======== Data extract ========

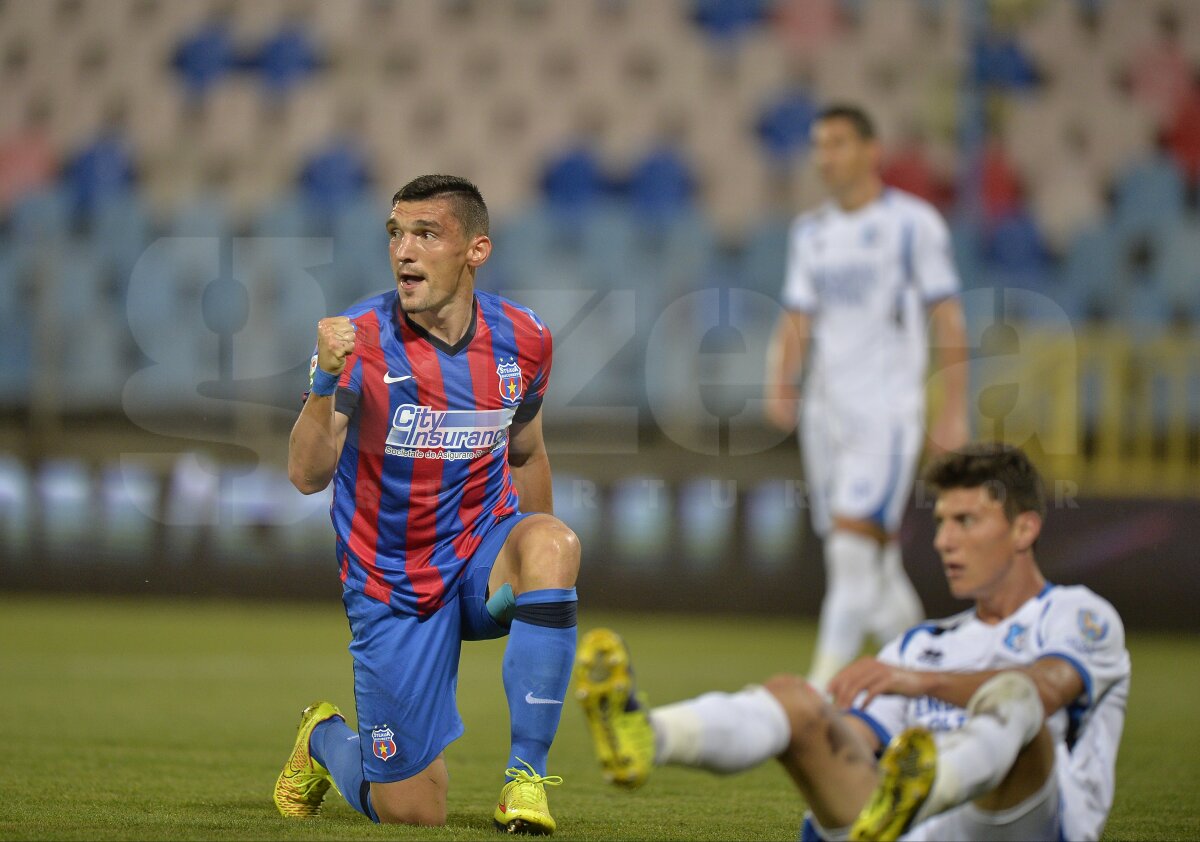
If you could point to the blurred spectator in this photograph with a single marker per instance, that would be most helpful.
(1150, 193)
(103, 170)
(726, 19)
(661, 185)
(1159, 72)
(1183, 134)
(1017, 248)
(339, 173)
(1000, 60)
(999, 182)
(207, 55)
(786, 120)
(27, 156)
(910, 169)
(287, 58)
(574, 180)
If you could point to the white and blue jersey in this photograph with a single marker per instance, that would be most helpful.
(867, 280)
(1069, 623)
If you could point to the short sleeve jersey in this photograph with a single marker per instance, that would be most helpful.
(867, 278)
(1071, 623)
(424, 471)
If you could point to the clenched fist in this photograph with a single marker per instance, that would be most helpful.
(335, 342)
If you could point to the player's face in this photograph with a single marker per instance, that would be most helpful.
(432, 258)
(843, 157)
(976, 540)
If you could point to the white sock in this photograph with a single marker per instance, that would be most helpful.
(852, 587)
(899, 607)
(1005, 716)
(721, 732)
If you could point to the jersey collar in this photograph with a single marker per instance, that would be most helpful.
(441, 344)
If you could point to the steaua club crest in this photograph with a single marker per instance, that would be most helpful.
(382, 743)
(510, 382)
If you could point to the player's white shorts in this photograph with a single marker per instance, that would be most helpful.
(1036, 818)
(859, 468)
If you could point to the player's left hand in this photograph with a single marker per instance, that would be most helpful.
(874, 678)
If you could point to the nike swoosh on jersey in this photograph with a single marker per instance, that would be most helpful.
(533, 699)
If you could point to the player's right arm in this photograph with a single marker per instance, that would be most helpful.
(785, 361)
(317, 438)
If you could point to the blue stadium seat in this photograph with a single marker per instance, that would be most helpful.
(40, 216)
(1089, 274)
(765, 259)
(1180, 268)
(16, 324)
(120, 233)
(1150, 194)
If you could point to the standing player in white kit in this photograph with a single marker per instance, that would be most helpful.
(869, 274)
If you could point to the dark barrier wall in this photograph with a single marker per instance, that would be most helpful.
(690, 545)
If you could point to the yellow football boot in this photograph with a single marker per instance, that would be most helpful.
(621, 729)
(304, 782)
(906, 775)
(523, 807)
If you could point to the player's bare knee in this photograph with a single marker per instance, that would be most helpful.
(427, 816)
(406, 807)
(549, 554)
(801, 702)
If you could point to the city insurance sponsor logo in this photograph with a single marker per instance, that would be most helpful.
(423, 432)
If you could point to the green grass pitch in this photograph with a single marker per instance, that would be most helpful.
(169, 720)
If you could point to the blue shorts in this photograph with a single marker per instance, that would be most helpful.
(406, 668)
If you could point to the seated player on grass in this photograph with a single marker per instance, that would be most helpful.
(1000, 722)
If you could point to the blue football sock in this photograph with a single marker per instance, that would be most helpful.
(336, 747)
(537, 671)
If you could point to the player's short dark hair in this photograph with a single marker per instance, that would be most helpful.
(1005, 470)
(468, 203)
(852, 114)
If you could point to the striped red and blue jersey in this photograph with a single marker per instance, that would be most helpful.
(424, 473)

========

What is expected -
Return exactly the lines from the one containing "If you could point to the standing" through the last line of the records above, both included, and nothing else.

Solution to this problem -
If you could point to the standing player in white kit in this photograph with a single marker per instance, that would be most helpful.
(869, 274)
If you could point to the dark barrier wall in this photograph with a single marker per instance, that would be most helpful.
(690, 545)
If you could point to the yellow football boot in this photograph with a single marker per instance, that would be most helpful.
(621, 729)
(304, 782)
(906, 775)
(523, 807)
If you could point to the player's bare knee in this photograph with a single marker per instance, that would be most helpful.
(427, 816)
(406, 807)
(549, 554)
(801, 702)
If you could point to the city insurance sponsor logo in this photograph with a single marker per instance, that would be most helpful.
(423, 432)
If you could point to the green grass pitch in this photograph with a single marker per instance, that would be most helpful.
(169, 720)
If you could point to the blue shorts in this photograph with a single marker per instance, that would be most helpful.
(406, 668)
If you could point to the seated player on grass in this photograph with a single marker per instance, that would be most helpful.
(1000, 722)
If you could point to the blue football sock in this photograph with a single marker per instance, that would be most helpful.
(336, 747)
(537, 671)
If you could point to the player's short dark hair in this photograph with a single marker per instance, that would be most helpful.
(1005, 470)
(468, 203)
(852, 114)
If you could point to the striped red and blue jersey in this photograph with a single marker per instance, that would be most helpful.
(424, 473)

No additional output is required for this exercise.